- QUESTION POSÉE
D'après la déclaration du FOCODE, depuis quelle date Léopold Habarugira est-il porté disparu ?

- EXTRAIT DU DOCUMENT
◆ ◆ ◆ ◆ ◆ ◆ ◆

• English
  • Kirundi
Mega Menu

Disparition forcée de Monsieur Léopold Habarugira, un cadre de l’opposition burundaise

.

.

DECLARATION DU FOCODE n° 012/2018

 

« Les autorités burundaises doivent faire la lumière sur la disparition forcée de Monsieur Léopold HABARUGIRA, cadre de l’opposition politique burundaise, enlevé et porté disparu depuis le 12 septembre 2017 ».

◆ ◆ ◆ ◆ ◆ ◆ ◆

- DONNÉES AFFICHÉES

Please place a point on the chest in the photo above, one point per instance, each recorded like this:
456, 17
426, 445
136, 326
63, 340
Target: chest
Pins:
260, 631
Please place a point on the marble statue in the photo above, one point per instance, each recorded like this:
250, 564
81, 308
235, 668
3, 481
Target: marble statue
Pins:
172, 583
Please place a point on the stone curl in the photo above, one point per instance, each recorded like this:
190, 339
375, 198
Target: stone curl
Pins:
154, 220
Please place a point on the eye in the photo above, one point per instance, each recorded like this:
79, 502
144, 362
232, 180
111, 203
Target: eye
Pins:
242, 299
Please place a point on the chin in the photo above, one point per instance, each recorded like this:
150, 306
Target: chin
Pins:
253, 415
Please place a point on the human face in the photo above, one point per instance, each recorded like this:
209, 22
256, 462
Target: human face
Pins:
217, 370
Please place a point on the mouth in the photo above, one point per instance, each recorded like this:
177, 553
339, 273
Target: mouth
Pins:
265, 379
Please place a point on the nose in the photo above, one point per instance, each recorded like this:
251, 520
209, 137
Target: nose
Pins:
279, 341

◆ ◆ ◆ ◆ ◆ ◆ ◆

- RÉPONSE PROPOSÉE
Depuis le 12 septembre 2017.